> **PROBLEM TO SOLVE**:
Please continue the article on Belgium's meat industry below, starting right after its last sentence.

> **EXTRACT**:
╔══

Belgium Tailor-made and always fresh

by Jörg Schiffeler
Friday, October 19, 2018
10.95 million pigs were slaughtered in 2017
Photo: jus
10.95 million pigs were slaughtered in 2017

The meat sector is a well established part of the Belgian economy. The country is one of Europe's leading exporters of pork, beef and veal.

The agricultural and meat sectors are particularly important economic factors in Belgium. The export markets are of very great importance because the country produces more meat than it consumes. Belgium has achieved a prominent position on the international stage by showing diligence and paying attention to detail. It exports pork to 67, and beef to 39 countries.

920,142 Belgian cattle were slaughtered in 2017. A total of 281,536 tonnes of beef was produced, most of which was exported, with about 90 per cent going to the member states of the European Union. At 32,390 tonnes, Germany ordered almost eleven per cent more than a year ago.

The first half of 2018 saw Belgium post a further increase in intra-Community trade: between January and June of this year, it provided 91,859 tonnes to the domestic market – 3.7 per cent up on the same period last year. Exports to Germany remained more or less at the previous year's level, with a volume of 16,747 tonnes. French customers, by contrast, bought significantly more: a total of 21,410 tonnes. The most important buyer of Belgian beef is the Netherlands, taking a volume of 32,883 tonnes in the first half of 2018. However, the tonnage was almost five per cent down on the same period of the previous year.

There was a slight drop in pork sales last year. 10.95 million pigs were slaughtered in 2017. 1.04 million tonnes were produced – around 1.5 per cent less than in 2016. However, the Belgians export the vast majority of this. In 2017 this represented a total of 797,043 tonnes, 3.9 per cent down on 2016. The main sales area remains the European domestic market, which accounts for 708,005 t. Around a quarter of Belgian pork production – equivalent to 2.5 million pigs – is ordered by customers in Germany (256,596 tonnes). This represents a total of EUR 454 million.

╚══

[Dataset excerpts]
╔══

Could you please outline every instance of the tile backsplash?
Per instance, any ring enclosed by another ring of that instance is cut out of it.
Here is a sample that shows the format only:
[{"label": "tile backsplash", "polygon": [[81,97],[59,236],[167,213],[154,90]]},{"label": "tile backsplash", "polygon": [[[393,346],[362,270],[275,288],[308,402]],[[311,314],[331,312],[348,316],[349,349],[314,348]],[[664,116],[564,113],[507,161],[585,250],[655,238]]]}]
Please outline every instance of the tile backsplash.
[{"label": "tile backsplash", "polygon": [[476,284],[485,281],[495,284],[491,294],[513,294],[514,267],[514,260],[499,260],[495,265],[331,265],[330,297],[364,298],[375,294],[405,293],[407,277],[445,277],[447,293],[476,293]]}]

╚══
╔══

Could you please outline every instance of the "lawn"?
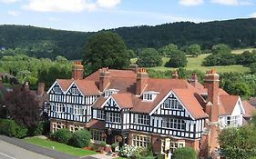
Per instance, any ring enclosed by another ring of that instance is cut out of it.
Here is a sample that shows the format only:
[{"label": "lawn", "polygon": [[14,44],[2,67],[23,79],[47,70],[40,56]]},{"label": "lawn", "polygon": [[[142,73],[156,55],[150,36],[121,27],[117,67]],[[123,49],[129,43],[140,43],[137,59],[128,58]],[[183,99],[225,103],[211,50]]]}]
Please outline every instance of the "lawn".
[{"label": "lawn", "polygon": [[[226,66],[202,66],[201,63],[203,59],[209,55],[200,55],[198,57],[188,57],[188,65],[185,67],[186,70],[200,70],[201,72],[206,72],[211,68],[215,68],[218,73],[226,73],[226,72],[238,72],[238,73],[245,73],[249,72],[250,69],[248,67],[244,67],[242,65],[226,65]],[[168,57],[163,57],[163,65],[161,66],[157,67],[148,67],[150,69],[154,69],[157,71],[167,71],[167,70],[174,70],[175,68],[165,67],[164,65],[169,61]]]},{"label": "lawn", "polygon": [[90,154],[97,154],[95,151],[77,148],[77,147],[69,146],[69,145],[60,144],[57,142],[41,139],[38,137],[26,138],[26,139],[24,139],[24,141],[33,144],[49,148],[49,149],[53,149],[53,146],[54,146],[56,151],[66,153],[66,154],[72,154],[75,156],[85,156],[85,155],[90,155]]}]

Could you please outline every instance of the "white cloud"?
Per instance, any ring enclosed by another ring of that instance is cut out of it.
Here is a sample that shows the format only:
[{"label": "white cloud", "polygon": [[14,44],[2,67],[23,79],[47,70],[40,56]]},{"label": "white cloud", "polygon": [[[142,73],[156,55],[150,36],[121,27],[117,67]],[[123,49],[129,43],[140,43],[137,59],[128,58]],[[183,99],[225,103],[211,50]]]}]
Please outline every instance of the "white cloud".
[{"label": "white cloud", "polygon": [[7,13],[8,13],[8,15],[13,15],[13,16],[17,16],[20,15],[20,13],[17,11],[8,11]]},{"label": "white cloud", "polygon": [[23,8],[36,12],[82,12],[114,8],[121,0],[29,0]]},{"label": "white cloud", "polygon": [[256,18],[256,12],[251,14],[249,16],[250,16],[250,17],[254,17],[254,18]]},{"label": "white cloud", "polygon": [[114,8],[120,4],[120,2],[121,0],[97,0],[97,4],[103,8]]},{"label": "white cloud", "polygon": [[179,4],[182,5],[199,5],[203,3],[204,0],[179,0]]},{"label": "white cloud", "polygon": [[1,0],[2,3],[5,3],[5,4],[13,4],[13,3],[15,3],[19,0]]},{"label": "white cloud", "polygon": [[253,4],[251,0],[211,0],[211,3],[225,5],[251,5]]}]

╚══

> **ANSWER TO THIS TASK**:
The first six months of this year developed well overall for Belgian suppliers, with exports to other EU countries in particular climbing to 364,012 tonnes. This is a respectable increase of 7.5 per cent, or 25,393 tonnes. On the other hand, sales in third countries fell by almost twelve per cent to 41,452 tonnes. Germany and Poland are by far the biggest customers. They are followed by the Netherlands, the United Kingdom and the Czech Republic. Belgian meat processors delivered about five per cent less to Germany between January and June. Pork deliveries totalled 121,116 tonnes (January to June 2017: 127,707 tonnes). Sales to Poland were much more dynamic. Here, delivery volumes increased by 24,483 tonnes to a total of 105,376 tonnes.

The trade is being badly affected at present by the latest epidemic. The diagnosis of African swine fever (ASF) in feral pigs led to a halt in deliveries to key client countries in the Far East.

Regardless of all this, the Belgians themselves are genuine meat lovers: a good 60 per cent eat meat at least four times a week. Eating meat is part of the traditional food culture. Belgians consume approximately 29 kilograms of meat per capita per year. This means the market holds plenty of potential for the development of new sales concepts, several of which are in evidence throughout the country.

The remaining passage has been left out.